§ **Kumpulan Soal**
(a) Apa jabatan Indriyanto Seno Adji menurut teks tentang obat Covid-19?
(b) Berdasarkan teks tentang obat Covid-19, jelaskan alasan Indriyanto berpendapat bahwa penemuan tersebut seharusnya mendapat dukungan.
(c) Salin kata demi kata bagian teks tentang obat Covid-19 dari "Guru Besar dari" sampai "wartawan, Jumat (21/8).".

§ **Teks Dokumen**
⟨

JawaPos.com – Obat Covid-19 temuan Universitas Airlangga (Unair), Badan Intelijen Negara (BIN) dan TNI AD menulai polemik. Banyak juga yang meragukan temuan tersebut. Bahkan tidak sedikit yang nyinyir.
Guru Besar dari Universitas Krisnadwipayana, Indriyanto Seno Adji mengatakan, seharusnya penemuan anak negeri tersebut mendapat dukungan. Karena itu merupakan prestasi anak bangsa di tengah pandemi Covid-19 di tanah air.
”Seharusnya penilitian yang inovatif dan progresif karya anak bangsa dari Unair, TNI AD, dan BIN haruslah diapresiasi sebagai buah prestasi kebanggaan anak bangsa dan negara,” ujar Indriyanto kepada wartawan, Jumat (21/8).

⟩

[Data sumber]
⟨

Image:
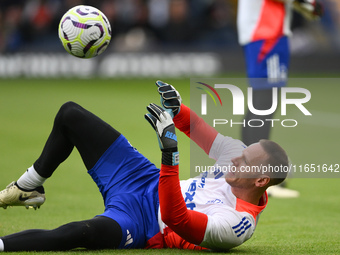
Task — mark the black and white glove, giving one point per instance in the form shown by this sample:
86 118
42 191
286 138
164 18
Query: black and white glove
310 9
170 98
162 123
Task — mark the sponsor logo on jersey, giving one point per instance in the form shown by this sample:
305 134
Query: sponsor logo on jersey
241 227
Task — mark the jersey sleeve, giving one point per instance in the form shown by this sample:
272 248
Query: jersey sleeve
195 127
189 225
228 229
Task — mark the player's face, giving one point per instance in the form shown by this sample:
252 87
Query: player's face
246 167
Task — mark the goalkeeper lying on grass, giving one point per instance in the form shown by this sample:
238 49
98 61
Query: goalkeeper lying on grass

⟩
⟨

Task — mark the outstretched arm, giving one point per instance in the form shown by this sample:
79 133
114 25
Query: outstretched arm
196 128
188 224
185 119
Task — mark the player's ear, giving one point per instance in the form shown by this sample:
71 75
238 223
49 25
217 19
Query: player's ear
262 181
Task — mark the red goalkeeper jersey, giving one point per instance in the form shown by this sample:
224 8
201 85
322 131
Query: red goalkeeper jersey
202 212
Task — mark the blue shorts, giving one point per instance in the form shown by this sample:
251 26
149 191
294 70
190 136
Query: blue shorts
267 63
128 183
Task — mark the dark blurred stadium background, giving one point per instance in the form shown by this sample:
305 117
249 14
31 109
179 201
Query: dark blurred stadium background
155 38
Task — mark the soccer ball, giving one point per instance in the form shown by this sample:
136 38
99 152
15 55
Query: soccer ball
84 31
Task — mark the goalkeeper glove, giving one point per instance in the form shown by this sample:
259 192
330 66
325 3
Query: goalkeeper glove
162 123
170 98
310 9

⟩
⟨

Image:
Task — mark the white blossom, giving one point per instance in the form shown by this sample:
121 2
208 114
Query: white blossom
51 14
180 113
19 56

⟩

§ **Jawaban Tugas**
(a) Guru Besar dari Universitas Krisnadwipayana.

(b) Indriyanto menyatakan bahwa penemuan tersebut seharusnya didukung karena merupakan prestasi anak bangsa di tengah pandemi Covid-19 di tanah air.

(c)
Guru Besar dari Universitas Krisnadwipayana, Indriyanto Seno Adji mengatakan, seharusnya penemuan anak negeri tersebut mendapat dukungan. Karena itu merupakan prestasi anak bangsa di tengah pandemi Covid-19 di tanah air.
”Seharusnya penilitian yang inovatif dan progresif karya anak bangsa dari Unair, TNI AD, dan BIN haruslah diapresiasi sebagai buah prestasi kebanggaan anak bangsa dan negara,” ujar Indriyanto kepada wartawan, Jumat (21/8).